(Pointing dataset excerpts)
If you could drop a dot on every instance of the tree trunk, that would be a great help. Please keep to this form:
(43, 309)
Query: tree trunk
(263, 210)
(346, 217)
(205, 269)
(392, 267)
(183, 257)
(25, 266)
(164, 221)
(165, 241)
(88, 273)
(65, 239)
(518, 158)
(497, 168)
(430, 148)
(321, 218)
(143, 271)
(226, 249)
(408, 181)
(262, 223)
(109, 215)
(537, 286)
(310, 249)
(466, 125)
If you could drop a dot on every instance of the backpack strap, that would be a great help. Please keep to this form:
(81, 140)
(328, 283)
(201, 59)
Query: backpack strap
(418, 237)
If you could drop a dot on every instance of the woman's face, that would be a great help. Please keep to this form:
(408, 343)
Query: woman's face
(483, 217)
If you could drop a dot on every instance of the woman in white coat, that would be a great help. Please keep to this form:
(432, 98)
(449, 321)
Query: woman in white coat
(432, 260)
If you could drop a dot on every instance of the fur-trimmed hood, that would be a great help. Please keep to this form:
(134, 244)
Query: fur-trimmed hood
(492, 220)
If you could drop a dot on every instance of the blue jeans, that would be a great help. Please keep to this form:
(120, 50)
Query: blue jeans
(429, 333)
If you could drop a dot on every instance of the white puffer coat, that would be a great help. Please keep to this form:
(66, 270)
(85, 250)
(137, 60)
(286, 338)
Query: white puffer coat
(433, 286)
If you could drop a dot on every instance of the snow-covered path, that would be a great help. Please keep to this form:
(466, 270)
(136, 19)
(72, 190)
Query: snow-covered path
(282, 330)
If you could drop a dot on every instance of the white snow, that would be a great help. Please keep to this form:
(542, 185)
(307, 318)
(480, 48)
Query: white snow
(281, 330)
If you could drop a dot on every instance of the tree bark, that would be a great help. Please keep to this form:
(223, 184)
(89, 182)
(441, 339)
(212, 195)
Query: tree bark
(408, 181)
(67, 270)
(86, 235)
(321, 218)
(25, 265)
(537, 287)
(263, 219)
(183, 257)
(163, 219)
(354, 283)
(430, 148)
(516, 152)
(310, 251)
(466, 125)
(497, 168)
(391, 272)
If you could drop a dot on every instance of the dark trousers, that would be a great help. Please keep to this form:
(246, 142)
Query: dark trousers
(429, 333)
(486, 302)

• [Problem description]
Print the lines of the material without any changes, starting at the line that contains "of the fur-trimmed" and continuing through the final line.

• [Full response]
If you could drop a dot on every instance of the fur-trimmed hood, that would be a great help. Please keep to this form:
(134, 244)
Query: fur-trimmed hood
(492, 220)
If you could drop a dot on every instance of the blue jeans, that would be a great help. Please keep to this form:
(120, 50)
Query: blue jeans
(429, 333)
If you could drop a dot on every instance of the white puffer coat, that would be a great help. Please keep to this form:
(66, 270)
(85, 250)
(137, 60)
(286, 338)
Query: white puffer coat
(433, 286)
If you could drop a dot on every instance of the snow-covered path, that would be a great help. Please keep to this form:
(466, 270)
(136, 19)
(72, 190)
Query: snow-covered path
(282, 330)
If you could drop a dot on every instance of the white snow, that would be a great help. Please keep to this form:
(542, 185)
(307, 318)
(480, 48)
Query: white snow
(281, 330)
If you could drop a dot on every instance of the tree bark, that would be a great help. Please keep to this form:
(223, 184)
(89, 182)
(441, 339)
(212, 195)
Query: tree bark
(408, 181)
(67, 270)
(86, 235)
(321, 218)
(25, 265)
(537, 287)
(263, 219)
(183, 257)
(163, 219)
(354, 283)
(430, 148)
(516, 152)
(310, 251)
(466, 125)
(497, 168)
(391, 272)
If you could drop a dot on every instance of the dark trousers, that would be a great help. Please keep to this form:
(246, 142)
Query: dark trousers
(429, 333)
(486, 302)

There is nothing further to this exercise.